═════ EXERCISE MATERIAL

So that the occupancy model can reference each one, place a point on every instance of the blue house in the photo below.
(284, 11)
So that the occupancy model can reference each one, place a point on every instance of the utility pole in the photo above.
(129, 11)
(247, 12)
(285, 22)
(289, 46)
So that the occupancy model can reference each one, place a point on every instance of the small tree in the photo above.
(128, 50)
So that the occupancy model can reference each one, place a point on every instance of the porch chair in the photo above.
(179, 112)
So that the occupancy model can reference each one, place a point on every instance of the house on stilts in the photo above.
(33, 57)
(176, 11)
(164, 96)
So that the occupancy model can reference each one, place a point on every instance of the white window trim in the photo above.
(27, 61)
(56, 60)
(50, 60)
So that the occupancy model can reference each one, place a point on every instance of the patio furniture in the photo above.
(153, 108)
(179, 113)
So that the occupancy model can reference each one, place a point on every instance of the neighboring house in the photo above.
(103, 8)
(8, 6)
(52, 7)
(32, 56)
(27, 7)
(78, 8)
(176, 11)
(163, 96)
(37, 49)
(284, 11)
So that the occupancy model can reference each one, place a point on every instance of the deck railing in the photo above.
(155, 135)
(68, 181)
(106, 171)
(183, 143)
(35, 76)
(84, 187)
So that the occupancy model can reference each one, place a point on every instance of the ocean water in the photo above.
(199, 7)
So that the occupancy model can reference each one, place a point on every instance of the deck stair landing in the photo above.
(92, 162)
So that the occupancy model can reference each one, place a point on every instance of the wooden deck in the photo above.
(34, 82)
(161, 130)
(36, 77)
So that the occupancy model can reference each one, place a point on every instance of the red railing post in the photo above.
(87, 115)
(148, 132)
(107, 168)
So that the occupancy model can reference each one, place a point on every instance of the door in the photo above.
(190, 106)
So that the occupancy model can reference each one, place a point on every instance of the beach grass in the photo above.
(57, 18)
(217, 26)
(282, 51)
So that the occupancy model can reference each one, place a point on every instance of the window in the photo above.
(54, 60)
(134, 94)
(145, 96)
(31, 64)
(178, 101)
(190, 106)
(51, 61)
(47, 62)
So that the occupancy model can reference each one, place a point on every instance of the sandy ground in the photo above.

══════════

#### [REQUEST]
Convert the entries above into a Markdown table with two columns, Row and Line. Number the rows sequentially and omit blank lines.

#### [REPLY]
| Row | Line |
|---|---|
| 1 | So that the occupancy model can reference each one, place a point on every instance of the blue house in the photo below. |
| 2 | (284, 11) |
| 3 | So that the occupancy model can reference each one, place a point on every instance of the utility pole in the photo above. |
| 4 | (129, 11) |
| 5 | (247, 12) |
| 6 | (285, 22) |
| 7 | (289, 46) |
| 8 | So that the occupancy model can reference each one, place a point on every instance of the small tree in the photo above. |
| 9 | (128, 50) |
| 10 | So that the occupancy model can reference each one, place a point on every instance of the porch chair in the photo above. |
| 11 | (179, 112) |
| 12 | So that the occupancy model can reference each one, place a point on every instance of the house on stilts in the photo above. |
| 13 | (33, 57) |
| 14 | (176, 11) |
| 15 | (164, 96) |
| 16 | So that the occupancy model can reference each one, place a point on every instance of the white window trim in the photo above. |
| 17 | (27, 61) |
| 18 | (56, 60) |
| 19 | (50, 60) |
| 20 | So that the occupancy model can reference each one, place a point on every instance of the patio furniture in the photo above. |
| 21 | (153, 108) |
| 22 | (179, 113) |
| 23 | So that the occupancy model can reference each one, place a point on every instance of the neighboring house in the photo above. |
| 24 | (103, 8) |
| 25 | (8, 6) |
| 26 | (52, 7) |
| 27 | (32, 56) |
| 28 | (27, 7) |
| 29 | (78, 8) |
| 30 | (176, 11) |
| 31 | (163, 96) |
| 32 | (37, 49) |
| 33 | (284, 11) |
| 34 | So that the occupancy model can reference each one, place a point on every instance of the deck railing in the photo above. |
| 35 | (155, 135) |
| 36 | (68, 181) |
| 37 | (106, 171) |
| 38 | (183, 143) |
| 39 | (35, 76) |
| 40 | (84, 187) |
| 41 | So that the occupancy model can reference each one, place a point on every instance of the ocean water in the photo above. |
| 42 | (199, 7) |
| 43 | So that the occupancy model can reference each one, place a point on every instance of the deck stair landing in the photo above. |
| 44 | (92, 162) |
| 45 | So that the occupancy model can reference each one, place a point on every instance of the wooden deck in the photo above. |
| 46 | (34, 82) |
| 47 | (161, 130) |
| 48 | (36, 77) |
| 49 | So that the occupancy model can reference each one, place a point on every instance of the red railing post in the photo above. |
| 50 | (87, 115) |
| 51 | (148, 132) |
| 52 | (107, 168) |
| 53 | So that the occupancy model can reference each one, place a point on every instance of the door in the photo above. |
| 54 | (190, 106) |
| 55 | So that the occupancy model can reference each one, place a point on every instance of the beach grass in the photo above. |
| 56 | (57, 18) |
| 57 | (217, 26) |
| 58 | (282, 51) |
| 59 | So that the occupancy model can reference each one, place a point on every instance of the window in the photo above. |
| 60 | (54, 60) |
| 61 | (134, 94) |
| 62 | (145, 96) |
| 63 | (31, 64) |
| 64 | (178, 101) |
| 65 | (190, 106) |
| 66 | (51, 61) |
| 67 | (47, 62) |
| 68 | So that the occupancy model can reference each one, place a point on every instance of the sandy ground in the photo above. |